(Do this): Everything from the line that contains "white cabinet? Mark that spot." through the final line of the records should be written out exactly, and nothing outside that span.

(Exercise material):
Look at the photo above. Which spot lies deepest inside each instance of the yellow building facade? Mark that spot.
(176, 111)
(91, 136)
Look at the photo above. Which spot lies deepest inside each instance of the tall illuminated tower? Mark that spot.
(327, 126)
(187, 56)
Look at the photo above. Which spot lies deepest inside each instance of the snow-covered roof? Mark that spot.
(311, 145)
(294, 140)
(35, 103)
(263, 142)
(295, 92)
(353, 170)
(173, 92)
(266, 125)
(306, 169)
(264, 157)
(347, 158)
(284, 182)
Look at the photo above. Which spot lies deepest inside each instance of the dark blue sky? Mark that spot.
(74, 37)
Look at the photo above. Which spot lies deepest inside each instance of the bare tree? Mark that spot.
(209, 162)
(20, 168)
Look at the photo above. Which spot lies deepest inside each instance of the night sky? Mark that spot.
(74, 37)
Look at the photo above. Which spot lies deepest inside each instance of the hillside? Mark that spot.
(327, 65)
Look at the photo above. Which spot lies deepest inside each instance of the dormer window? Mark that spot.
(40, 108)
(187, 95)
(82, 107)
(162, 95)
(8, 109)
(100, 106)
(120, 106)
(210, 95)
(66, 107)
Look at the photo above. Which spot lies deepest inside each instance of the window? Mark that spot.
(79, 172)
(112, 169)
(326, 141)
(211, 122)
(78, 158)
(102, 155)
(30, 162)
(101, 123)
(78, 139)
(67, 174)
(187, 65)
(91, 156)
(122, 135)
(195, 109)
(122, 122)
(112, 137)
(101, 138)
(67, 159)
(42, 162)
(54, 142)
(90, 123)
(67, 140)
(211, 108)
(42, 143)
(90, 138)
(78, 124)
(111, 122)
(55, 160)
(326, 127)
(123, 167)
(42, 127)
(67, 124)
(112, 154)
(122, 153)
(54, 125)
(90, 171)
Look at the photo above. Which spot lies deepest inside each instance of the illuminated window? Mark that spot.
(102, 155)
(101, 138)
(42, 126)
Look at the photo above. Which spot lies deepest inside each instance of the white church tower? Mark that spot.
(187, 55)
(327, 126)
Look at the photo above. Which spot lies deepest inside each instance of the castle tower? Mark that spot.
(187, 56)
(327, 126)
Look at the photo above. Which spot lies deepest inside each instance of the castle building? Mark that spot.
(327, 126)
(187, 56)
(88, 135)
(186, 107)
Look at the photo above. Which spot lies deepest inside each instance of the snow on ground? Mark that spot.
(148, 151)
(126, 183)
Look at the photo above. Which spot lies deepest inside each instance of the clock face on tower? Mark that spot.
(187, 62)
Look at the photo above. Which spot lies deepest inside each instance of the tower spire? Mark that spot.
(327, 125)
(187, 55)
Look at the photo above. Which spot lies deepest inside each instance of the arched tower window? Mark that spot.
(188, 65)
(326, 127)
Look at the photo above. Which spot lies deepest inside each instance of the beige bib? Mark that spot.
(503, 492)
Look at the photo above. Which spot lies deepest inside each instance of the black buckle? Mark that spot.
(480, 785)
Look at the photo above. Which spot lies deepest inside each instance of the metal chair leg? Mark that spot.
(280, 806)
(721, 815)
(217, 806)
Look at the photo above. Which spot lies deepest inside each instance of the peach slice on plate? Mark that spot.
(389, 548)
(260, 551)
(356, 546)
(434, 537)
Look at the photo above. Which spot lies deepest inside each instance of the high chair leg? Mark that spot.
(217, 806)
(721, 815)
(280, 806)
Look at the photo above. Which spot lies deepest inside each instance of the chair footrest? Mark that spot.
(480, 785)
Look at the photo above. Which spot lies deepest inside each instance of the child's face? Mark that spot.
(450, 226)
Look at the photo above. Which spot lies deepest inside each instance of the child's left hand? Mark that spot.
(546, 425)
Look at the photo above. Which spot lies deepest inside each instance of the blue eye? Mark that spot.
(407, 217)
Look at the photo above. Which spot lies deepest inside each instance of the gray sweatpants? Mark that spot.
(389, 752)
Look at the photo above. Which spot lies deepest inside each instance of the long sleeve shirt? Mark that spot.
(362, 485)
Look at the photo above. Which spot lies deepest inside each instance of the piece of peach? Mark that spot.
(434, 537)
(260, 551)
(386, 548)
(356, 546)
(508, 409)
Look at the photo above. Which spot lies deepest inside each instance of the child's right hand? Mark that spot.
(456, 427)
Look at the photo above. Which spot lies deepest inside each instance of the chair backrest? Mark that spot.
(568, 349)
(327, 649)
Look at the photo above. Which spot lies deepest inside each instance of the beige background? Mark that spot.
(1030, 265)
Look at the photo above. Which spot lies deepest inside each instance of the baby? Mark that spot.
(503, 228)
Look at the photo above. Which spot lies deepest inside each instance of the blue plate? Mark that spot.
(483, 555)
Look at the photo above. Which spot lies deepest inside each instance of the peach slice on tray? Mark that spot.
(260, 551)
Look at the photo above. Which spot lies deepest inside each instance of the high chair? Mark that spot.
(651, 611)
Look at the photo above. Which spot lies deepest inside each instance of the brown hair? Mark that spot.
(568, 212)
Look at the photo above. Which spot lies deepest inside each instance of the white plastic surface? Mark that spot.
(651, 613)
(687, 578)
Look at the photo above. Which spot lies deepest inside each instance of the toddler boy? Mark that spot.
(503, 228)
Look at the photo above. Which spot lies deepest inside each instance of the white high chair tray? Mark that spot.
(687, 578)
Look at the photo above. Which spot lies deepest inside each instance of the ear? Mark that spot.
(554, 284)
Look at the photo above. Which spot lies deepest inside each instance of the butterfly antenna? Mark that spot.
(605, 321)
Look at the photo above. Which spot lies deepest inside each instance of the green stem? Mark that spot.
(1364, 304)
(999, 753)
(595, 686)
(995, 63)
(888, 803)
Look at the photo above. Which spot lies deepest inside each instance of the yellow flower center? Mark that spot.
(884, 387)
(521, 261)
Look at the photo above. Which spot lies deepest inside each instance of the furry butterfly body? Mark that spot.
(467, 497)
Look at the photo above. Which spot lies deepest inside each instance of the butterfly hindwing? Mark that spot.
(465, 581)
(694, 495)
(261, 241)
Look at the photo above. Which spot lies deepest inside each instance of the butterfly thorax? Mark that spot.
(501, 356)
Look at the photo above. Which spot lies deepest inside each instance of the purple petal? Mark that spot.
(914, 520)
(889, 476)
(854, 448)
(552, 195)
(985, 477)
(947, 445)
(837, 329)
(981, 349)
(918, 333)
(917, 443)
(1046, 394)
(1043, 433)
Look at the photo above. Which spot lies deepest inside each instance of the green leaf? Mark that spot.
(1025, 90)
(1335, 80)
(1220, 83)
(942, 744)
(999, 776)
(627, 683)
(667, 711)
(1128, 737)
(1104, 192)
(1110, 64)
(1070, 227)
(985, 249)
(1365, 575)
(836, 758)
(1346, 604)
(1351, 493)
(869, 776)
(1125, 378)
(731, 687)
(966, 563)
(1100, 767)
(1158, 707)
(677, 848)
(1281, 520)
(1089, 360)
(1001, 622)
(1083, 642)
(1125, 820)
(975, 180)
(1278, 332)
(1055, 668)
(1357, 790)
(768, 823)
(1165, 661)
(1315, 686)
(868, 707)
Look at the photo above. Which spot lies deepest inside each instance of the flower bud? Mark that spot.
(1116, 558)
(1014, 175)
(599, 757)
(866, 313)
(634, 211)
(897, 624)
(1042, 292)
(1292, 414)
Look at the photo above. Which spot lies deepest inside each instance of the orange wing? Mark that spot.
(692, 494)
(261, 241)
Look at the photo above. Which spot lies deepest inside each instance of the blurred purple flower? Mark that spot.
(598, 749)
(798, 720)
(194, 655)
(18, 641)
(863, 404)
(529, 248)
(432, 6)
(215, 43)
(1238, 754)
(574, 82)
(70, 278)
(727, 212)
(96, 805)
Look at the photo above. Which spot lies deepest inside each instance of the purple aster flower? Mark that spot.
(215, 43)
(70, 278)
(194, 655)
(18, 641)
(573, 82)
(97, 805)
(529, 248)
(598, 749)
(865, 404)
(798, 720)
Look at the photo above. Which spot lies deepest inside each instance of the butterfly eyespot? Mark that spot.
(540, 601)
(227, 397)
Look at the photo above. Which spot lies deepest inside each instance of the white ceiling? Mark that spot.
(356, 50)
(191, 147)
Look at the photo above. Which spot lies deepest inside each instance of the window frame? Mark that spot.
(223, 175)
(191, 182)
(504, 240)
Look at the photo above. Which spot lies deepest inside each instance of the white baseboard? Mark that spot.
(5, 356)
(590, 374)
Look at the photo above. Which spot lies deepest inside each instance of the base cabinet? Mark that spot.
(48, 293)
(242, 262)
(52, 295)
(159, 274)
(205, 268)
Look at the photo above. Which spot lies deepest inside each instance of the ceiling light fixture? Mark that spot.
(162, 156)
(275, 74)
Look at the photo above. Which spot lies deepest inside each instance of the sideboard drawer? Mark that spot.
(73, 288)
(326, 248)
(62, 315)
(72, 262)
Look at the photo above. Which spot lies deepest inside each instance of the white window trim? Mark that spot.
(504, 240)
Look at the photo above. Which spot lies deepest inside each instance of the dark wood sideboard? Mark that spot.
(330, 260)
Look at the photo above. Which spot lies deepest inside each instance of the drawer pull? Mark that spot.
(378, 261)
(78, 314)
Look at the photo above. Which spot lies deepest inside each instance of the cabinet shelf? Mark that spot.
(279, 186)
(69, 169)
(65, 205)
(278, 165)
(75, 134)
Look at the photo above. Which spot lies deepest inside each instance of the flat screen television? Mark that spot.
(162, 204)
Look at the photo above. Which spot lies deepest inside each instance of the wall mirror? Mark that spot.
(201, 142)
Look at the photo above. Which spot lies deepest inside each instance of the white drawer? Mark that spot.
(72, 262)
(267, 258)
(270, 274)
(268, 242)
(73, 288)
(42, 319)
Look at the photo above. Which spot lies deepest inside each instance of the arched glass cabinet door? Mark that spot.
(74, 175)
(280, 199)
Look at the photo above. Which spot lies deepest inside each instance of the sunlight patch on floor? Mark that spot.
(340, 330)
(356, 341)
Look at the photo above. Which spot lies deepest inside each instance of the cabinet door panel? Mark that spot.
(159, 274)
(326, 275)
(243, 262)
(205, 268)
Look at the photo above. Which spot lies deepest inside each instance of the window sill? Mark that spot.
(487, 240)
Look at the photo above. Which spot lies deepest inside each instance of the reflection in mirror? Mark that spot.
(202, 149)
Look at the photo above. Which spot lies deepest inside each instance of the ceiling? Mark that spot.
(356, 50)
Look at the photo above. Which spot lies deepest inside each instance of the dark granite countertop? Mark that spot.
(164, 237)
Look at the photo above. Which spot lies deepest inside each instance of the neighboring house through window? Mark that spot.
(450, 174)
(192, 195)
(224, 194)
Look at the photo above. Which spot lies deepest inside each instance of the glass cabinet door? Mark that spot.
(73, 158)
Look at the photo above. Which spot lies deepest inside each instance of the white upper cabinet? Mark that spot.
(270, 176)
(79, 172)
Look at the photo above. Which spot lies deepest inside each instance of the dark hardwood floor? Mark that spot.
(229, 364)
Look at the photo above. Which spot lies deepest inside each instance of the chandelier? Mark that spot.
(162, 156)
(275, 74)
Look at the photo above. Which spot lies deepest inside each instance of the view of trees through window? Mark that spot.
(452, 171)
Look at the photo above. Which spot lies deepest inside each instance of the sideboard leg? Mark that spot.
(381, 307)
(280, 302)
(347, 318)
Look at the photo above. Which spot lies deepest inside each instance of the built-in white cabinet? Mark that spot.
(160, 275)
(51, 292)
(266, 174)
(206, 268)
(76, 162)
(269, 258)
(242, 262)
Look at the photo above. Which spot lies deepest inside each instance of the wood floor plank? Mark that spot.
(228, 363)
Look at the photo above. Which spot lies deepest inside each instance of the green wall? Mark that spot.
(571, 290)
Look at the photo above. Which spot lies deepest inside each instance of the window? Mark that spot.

(Exercise result):
Look at the photo above. Which spot lies deepest inside each instance of the built-in white cabinet? Mark that spot.
(160, 275)
(51, 292)
(266, 174)
(206, 268)
(76, 162)
(269, 258)
(242, 262)
Look at the photo above. Which spot lies deepest inside each instance of the wood floor plank? Mark that spot.
(228, 363)
Look at the photo above. Which spot lies deepest inside each instance of the green wall? Mark that spot.
(571, 290)
Look at the photo above. Which spot lies deepest inside each instance of the window? Mark that spot.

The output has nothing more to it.